REQUIRED WORK
Write out the listing below without alteration, omitting its pictures.

DATA SUPPLIED
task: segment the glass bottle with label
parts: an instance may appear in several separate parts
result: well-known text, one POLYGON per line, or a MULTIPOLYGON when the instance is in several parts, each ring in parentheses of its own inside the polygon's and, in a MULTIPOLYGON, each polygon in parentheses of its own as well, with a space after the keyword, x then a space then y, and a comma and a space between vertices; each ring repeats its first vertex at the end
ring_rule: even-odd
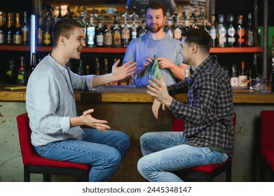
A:
POLYGON ((241 71, 238 76, 239 78, 239 86, 247 87, 247 74, 245 69, 245 62, 241 62, 241 71))
POLYGON ((22 29, 21 23, 20 20, 20 13, 15 14, 15 31, 13 34, 13 44, 21 45, 22 44, 22 29))
POLYGON ((13 17, 14 14, 8 13, 8 20, 5 36, 5 42, 6 44, 13 44, 13 17))
POLYGON ((176 39, 181 40, 181 27, 179 24, 180 16, 177 13, 174 13, 175 25, 173 30, 173 37, 176 39))
POLYGON ((25 67, 24 57, 20 57, 20 66, 17 76, 17 83, 19 84, 25 84, 27 82, 26 80, 26 70, 25 67))
POLYGON ((95 30, 96 27, 93 24, 94 18, 96 16, 95 10, 93 10, 93 13, 90 16, 90 23, 87 27, 87 46, 88 47, 95 47, 95 30))
POLYGON ((102 23, 100 22, 96 29, 96 46, 102 47, 104 46, 104 32, 102 23))
POLYGON ((231 84, 232 87, 239 86, 239 78, 237 76, 237 66, 232 65, 231 84))
POLYGON ((245 46, 254 46, 254 28, 252 26, 252 16, 249 13, 247 16, 247 27, 246 30, 246 38, 245 46))
POLYGON ((112 46, 112 31, 110 29, 110 24, 107 26, 104 35, 104 46, 105 47, 111 47, 112 46))
POLYGON ((224 48, 226 46, 226 27, 224 24, 224 15, 219 15, 219 23, 217 31, 217 47, 224 48))
POLYGON ((227 46, 233 47, 235 43, 236 30, 234 28, 233 20, 234 16, 229 14, 227 16, 228 25, 227 27, 227 46))
POLYGON ((127 21, 128 18, 128 6, 125 6, 125 13, 122 16, 124 19, 123 24, 121 26, 122 46, 124 48, 127 48, 130 42, 130 31, 127 21))
POLYGON ((29 44, 29 24, 27 22, 27 12, 24 12, 24 22, 22 25, 22 44, 29 44))
POLYGON ((214 15, 211 17, 212 20, 212 24, 210 27, 210 34, 211 36, 211 38, 212 38, 212 47, 216 47, 217 43, 216 43, 216 38, 217 38, 217 34, 216 34, 216 24, 215 24, 215 16, 214 15))
POLYGON ((5 31, 4 31, 4 15, 2 11, 0 11, 0 44, 5 43, 5 31))
POLYGON ((43 30, 44 30, 44 26, 43 26, 43 16, 42 14, 42 12, 39 12, 39 19, 38 21, 38 25, 37 25, 37 30, 36 30, 36 43, 38 46, 42 46, 43 45, 43 30))
POLYGON ((236 43, 238 47, 245 46, 245 29, 242 24, 242 15, 238 16, 236 43))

RESPONSE TO THE EXERCISE
task: segment the glass bottle with label
parts: an instance may appear in several separate parts
result: well-known text, one POLYGON per line, or a MULTIPOLYGON when the instance is in several parts, each ring in parentheses of its own inside the polygon's and, in a MULTIPOLYGON, each polygon in parentheses of its own as well, with a space after the keyword, x then a space then y, and a comma and a space between vertices; each ring repeats its first vertex at the end
ring_rule: even-odd
A:
POLYGON ((241 71, 238 76, 239 78, 239 86, 247 87, 247 74, 245 69, 245 62, 241 62, 241 71))
POLYGON ((22 29, 21 23, 20 20, 20 13, 15 14, 15 31, 13 34, 13 44, 21 45, 22 44, 22 29))
POLYGON ((13 17, 14 14, 8 13, 8 20, 5 36, 5 42, 6 44, 13 44, 13 17))
POLYGON ((176 39, 181 40, 181 27, 179 24, 180 16, 177 13, 174 13, 175 25, 173 30, 173 37, 176 39))
POLYGON ((25 67, 24 57, 20 57, 20 66, 17 76, 17 83, 19 84, 25 84, 27 82, 26 80, 26 70, 25 67))
POLYGON ((95 30, 96 27, 93 24, 94 18, 96 16, 95 10, 93 10, 93 13, 90 16, 90 23, 87 27, 87 46, 88 47, 95 47, 95 30))
POLYGON ((102 23, 100 22, 96 29, 96 46, 102 47, 104 46, 104 32, 102 23))
POLYGON ((231 84, 232 87, 239 86, 239 78, 237 76, 237 66, 232 65, 231 84))
POLYGON ((245 46, 254 46, 254 28, 252 26, 252 16, 249 13, 247 16, 247 27, 246 30, 246 38, 245 46))
POLYGON ((112 46, 112 31, 110 29, 110 24, 107 26, 104 35, 104 46, 105 47, 111 47, 112 46))
POLYGON ((224 48, 226 46, 226 27, 224 24, 224 15, 219 15, 219 23, 217 31, 217 47, 224 48))
POLYGON ((227 46, 233 47, 235 43, 236 30, 234 28, 233 20, 234 16, 229 14, 227 16, 228 25, 227 27, 227 46))
POLYGON ((127 21, 128 18, 128 6, 125 6, 125 13, 122 16, 124 19, 123 24, 121 26, 122 46, 124 48, 127 48, 130 42, 130 31, 127 21))
POLYGON ((29 44, 29 24, 27 22, 27 12, 24 12, 24 22, 22 25, 22 44, 29 44))
POLYGON ((214 15, 211 17, 212 20, 212 24, 210 27, 210 34, 211 36, 211 38, 212 38, 212 47, 216 47, 217 43, 216 43, 216 38, 217 38, 217 34, 216 34, 216 24, 215 24, 215 16, 214 15))
POLYGON ((5 31, 4 31, 4 15, 2 11, 0 11, 0 44, 5 43, 5 31))
POLYGON ((43 30, 44 30, 44 26, 43 26, 43 16, 42 14, 42 12, 39 12, 39 19, 38 21, 38 25, 37 25, 37 30, 36 30, 36 43, 38 46, 42 46, 43 45, 43 30))
POLYGON ((236 43, 238 47, 245 46, 245 29, 242 24, 242 15, 238 16, 236 43))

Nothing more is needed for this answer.